__BRIEF__: Set out the records from the first line through the line containing "[0,111,4,128]" as a Markdown table with the columns Row and Record line, numbering each row and skipping blank lines.

__LISTED ENTRIES__:
— BEGIN —
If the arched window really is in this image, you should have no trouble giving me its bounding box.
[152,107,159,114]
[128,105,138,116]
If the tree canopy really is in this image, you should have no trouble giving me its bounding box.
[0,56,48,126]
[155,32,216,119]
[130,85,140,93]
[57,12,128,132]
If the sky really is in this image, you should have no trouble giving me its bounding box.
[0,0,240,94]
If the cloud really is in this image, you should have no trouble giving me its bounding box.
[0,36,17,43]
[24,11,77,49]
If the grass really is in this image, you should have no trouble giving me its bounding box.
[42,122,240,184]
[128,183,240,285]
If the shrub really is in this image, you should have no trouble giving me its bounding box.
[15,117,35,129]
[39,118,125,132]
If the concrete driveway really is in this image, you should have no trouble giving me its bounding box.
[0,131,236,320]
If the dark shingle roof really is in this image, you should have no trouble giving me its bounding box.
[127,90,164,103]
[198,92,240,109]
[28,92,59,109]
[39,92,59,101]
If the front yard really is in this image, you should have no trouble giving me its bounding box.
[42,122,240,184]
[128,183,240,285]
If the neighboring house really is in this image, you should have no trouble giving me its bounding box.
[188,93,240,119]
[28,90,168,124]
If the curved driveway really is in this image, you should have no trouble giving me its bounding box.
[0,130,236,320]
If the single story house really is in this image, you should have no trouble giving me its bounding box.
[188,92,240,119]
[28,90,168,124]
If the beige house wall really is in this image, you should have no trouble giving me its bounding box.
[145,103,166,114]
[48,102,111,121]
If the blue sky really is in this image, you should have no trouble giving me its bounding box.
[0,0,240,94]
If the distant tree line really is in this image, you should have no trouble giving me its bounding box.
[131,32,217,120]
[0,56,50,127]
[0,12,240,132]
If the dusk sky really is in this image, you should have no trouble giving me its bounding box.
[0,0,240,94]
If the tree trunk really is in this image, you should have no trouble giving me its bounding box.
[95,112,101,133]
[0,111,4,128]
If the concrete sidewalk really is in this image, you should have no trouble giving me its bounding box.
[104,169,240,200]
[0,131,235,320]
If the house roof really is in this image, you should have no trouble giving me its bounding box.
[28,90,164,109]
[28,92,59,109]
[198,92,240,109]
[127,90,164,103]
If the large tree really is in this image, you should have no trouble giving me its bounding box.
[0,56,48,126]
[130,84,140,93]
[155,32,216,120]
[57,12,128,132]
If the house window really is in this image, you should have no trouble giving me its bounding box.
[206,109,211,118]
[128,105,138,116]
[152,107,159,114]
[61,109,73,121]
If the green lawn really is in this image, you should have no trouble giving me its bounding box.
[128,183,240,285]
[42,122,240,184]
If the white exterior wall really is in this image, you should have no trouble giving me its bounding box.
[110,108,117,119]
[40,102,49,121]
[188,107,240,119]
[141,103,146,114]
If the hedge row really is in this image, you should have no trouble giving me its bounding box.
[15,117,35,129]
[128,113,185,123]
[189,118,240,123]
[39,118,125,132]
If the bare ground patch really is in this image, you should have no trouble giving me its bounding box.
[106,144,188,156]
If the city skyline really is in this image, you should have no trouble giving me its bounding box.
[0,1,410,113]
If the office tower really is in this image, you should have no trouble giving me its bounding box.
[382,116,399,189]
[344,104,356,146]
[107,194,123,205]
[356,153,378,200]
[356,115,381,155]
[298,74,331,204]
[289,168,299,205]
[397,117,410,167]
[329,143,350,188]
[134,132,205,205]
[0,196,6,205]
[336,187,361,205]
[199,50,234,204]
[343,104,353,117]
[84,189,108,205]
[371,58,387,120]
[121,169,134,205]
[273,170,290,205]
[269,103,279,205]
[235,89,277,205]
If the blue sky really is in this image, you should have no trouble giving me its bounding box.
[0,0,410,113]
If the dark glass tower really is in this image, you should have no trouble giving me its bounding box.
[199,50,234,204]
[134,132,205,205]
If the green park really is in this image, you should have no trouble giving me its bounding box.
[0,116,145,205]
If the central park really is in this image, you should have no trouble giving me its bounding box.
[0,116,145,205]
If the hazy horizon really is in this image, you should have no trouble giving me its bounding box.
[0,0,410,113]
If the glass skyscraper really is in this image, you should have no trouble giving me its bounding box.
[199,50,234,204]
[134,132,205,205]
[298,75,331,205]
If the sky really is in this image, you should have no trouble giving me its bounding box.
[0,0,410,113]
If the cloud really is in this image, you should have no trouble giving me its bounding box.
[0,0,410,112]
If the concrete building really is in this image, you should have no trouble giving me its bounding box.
— END —
__FINISHED ANSWER__:
| Row | Record line |
|---|---|
| 1 | If the arched window really is in this image, you should have no trouble giving me its bounding box. |
| 2 | [152,107,159,114] |
| 3 | [128,105,138,116] |
| 4 | If the tree canopy really is in this image, you should have no trouble giving me its bounding box. |
| 5 | [0,56,48,126] |
| 6 | [155,32,216,119] |
| 7 | [130,85,140,93] |
| 8 | [57,12,128,132] |
| 9 | If the sky really is in this image, you should have no trouble giving me its bounding box. |
| 10 | [0,0,240,94] |
| 11 | If the cloud really is in this image, you should have no trouble giving me its bounding box. |
| 12 | [0,36,17,43] |
| 13 | [24,11,77,49] |
| 14 | If the grass really is in this image, you should have no trouble giving me its bounding box. |
| 15 | [42,122,240,184] |
| 16 | [128,183,240,285] |
| 17 | If the shrub really is in this image, you should have no trouble giving me its bounding box. |
| 18 | [15,117,35,129] |
| 19 | [39,118,125,132] |
| 20 | If the concrete driveway really is in this image, you should have no trouble giving me its bounding box. |
| 21 | [0,131,236,320] |
| 22 | If the dark shingle roof really is in this image, you should have no trouble giving me its bounding box. |
| 23 | [127,90,164,103] |
| 24 | [198,92,240,109] |
| 25 | [28,92,59,109] |
| 26 | [39,92,59,101] |
| 27 | If the front yard really is in this image, you should have no trouble giving me its bounding box. |
| 28 | [42,122,240,184] |
| 29 | [128,183,240,285] |
| 30 | If the neighboring house really is in this image, you should have no trouble giving me its bounding box. |
| 31 | [188,93,240,119] |
| 32 | [28,90,168,124] |
| 33 | If the curved driveway really is in this image, you should have no trouble giving me its bounding box. |
| 34 | [0,130,236,320] |
| 35 | If the single story house really is in this image, you should have no trouble giving me its bounding box. |
| 36 | [188,92,240,119] |
| 37 | [28,90,168,124] |
| 38 | If the beige house wall really is in this image, you should have no trouble giving me its bounding box. |
| 39 | [145,103,166,114] |
| 40 | [48,102,111,121] |
| 41 | If the blue sky really is in this image, you should have no trouble giving me its bounding box. |
| 42 | [0,0,240,94] |
| 43 | If the distant tree line really is in this image, you should have no trouble giving me its bounding box. |
| 44 | [131,32,217,120] |
| 45 | [0,56,50,127] |
| 46 | [0,12,240,132] |
| 47 | If the dusk sky really is in this image, you should have no trouble giving me its bounding box. |
| 48 | [0,0,240,94] |
| 49 | If the tree trunk really is in this image, you should have no trouble giving me its bounding box. |
| 50 | [95,112,101,133] |
| 51 | [0,111,4,128] |